Instruções dos exercícios:
a. Segundo o texto de origem, que experiência agradou a todos os habitantes das cidades "invadidas"?
b. Transcreva do texto de origem o trecho que começa em "Acabamos de entrar" e vai até "auditiva nos trouxe.".

Texto de origem:
<<<<

Acabamos de entrar num verão dito “normal”: sem confinamento, com livre acesso às praias, sem máscaras na cara… Este regresso à normalidade pode fazer-nos esquecer o passado recente. Há precisamente um ano atrás, no artigo que escrevi para este jornal, intitulado Possuir ou Pertencer falei da “invasão” das cidades pelos animais selvagens. Dos pavões da Índia aos cervos do Japão, das cabras britânicas aos javalis portugueses, por todo o mundo se registaram estas ocorrências. Os habitantes das cidades “invadidas” dividiam-se entre alarmados e deliciados. Contudo, existiu uma experiência que a todos agradou: escutar o canto dos pássaros à alvorada (em vez das buzinas e dos motores dos automóveis). Inexplicavelmente, apressámo-nos a recuperar a “normalidade” barulhenta esquecendo o prazer que a tranquilidade auditiva nos trouxe.

>>>>

Linhas de dados:
<<<<

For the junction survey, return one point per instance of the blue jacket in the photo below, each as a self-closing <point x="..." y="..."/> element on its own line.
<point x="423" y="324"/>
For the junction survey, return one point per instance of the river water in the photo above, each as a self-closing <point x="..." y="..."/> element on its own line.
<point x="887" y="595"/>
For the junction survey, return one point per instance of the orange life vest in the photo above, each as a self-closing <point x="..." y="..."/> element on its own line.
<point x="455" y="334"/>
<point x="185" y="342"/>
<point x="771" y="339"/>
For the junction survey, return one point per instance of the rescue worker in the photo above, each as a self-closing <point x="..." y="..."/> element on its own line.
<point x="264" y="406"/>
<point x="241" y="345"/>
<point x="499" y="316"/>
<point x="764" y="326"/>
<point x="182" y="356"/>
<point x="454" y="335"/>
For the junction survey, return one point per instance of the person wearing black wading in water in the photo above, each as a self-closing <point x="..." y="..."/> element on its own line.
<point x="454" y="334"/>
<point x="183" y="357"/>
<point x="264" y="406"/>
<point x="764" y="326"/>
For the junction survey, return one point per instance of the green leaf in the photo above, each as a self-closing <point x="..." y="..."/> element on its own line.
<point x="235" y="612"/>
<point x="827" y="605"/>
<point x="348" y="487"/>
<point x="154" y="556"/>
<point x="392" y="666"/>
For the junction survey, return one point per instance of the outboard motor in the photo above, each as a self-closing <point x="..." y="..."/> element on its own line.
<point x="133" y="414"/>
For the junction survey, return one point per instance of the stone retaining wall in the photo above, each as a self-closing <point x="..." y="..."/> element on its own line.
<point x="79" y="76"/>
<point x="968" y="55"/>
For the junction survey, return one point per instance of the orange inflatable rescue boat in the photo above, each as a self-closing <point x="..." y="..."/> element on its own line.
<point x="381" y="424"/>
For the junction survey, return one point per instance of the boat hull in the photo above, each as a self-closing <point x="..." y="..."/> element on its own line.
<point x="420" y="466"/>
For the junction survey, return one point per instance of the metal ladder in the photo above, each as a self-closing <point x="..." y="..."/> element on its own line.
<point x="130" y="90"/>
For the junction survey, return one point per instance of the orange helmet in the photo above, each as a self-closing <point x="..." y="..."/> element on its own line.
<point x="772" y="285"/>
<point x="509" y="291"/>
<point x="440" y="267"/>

>>>>

Respostas aos exercícios:
a. Escutar o canto dos pássaros à alvorada, em vez das buzinas e dos motores dos automóveis.

b.
Acabamos de entrar num verão dito “normal”: sem confinamento, com livre acesso às praias, sem máscaras na cara… Este regresso à normalidade pode fazer-nos esquecer o passado recente. Há precisamente um ano atrás, no artigo que escrevi para este jornal, intitulado Possuir ou Pertencer falei da “invasão” das cidades pelos animais selvagens. Dos pavões da Índia aos cervos do Japão, das cabras britânicas aos javalis portugueses, por todo o mundo se registaram estas ocorrências. Os habitantes das cidades “invadidas” dividiam-se entre alarmados e deliciados. Contudo, existiu uma experiência que a todos agradou: escutar o canto dos pássaros à alvorada (em vez das buzinas e dos motores dos automóveis). Inexplicavelmente, apressámo-nos a recuperar a “normalidade” barulhenta esquecendo o prazer que a tranquilidade auditiva nos trouxe.